Records from a data collection
>>>>
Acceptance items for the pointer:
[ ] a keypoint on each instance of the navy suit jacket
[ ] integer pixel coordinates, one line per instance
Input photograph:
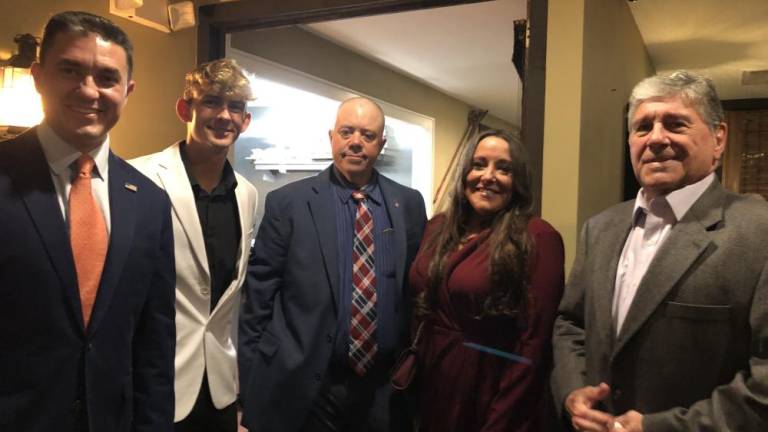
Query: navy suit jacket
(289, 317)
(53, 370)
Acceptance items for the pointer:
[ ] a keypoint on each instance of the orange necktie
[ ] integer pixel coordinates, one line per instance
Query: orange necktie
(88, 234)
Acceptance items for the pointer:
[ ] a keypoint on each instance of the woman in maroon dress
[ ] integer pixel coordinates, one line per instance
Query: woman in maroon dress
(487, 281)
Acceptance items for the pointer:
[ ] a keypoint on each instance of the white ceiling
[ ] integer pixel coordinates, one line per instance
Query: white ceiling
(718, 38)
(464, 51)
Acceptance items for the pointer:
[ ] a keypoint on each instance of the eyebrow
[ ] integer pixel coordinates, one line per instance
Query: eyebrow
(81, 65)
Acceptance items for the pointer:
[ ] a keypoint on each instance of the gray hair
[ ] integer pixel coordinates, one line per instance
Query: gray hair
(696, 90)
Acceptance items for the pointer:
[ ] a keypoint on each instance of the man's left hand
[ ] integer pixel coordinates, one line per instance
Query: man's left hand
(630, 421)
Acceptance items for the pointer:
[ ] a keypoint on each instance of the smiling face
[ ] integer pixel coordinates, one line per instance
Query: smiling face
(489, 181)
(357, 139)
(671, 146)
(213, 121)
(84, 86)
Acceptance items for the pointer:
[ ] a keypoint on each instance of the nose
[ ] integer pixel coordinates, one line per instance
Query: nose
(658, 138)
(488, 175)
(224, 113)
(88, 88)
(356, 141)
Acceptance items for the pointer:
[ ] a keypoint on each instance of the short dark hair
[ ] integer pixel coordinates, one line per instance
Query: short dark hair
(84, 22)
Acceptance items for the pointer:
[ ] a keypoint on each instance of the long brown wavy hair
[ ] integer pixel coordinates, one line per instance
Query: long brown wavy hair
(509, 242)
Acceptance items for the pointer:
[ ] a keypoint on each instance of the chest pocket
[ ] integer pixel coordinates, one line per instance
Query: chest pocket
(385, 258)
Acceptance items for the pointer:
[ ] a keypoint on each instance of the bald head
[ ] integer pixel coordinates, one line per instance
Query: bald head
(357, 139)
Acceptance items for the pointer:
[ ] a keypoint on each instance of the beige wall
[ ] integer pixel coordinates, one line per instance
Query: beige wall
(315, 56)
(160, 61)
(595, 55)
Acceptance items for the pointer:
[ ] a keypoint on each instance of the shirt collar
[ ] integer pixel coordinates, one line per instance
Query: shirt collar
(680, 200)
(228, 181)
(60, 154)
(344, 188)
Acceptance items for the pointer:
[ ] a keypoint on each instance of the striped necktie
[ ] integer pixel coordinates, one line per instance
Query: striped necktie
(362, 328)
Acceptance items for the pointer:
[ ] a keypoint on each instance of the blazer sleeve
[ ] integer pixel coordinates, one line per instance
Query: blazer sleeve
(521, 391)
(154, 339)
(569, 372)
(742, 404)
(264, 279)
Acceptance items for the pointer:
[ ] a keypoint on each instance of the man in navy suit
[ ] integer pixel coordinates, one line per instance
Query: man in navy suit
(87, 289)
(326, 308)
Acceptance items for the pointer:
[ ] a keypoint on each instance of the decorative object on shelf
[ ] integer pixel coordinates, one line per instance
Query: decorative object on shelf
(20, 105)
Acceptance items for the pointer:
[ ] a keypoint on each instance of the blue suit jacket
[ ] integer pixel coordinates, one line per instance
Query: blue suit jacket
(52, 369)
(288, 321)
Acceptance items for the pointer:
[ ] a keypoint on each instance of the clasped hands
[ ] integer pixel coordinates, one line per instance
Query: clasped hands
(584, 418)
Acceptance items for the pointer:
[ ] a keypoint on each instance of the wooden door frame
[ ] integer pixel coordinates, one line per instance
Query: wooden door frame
<<<<
▶ [Problem description] Determine how many lines in the data above contain the string "sleeve", treating uppercase and lowercase letters as distinct. Reply with the number alone.

▶ [Answer to this exercise] 2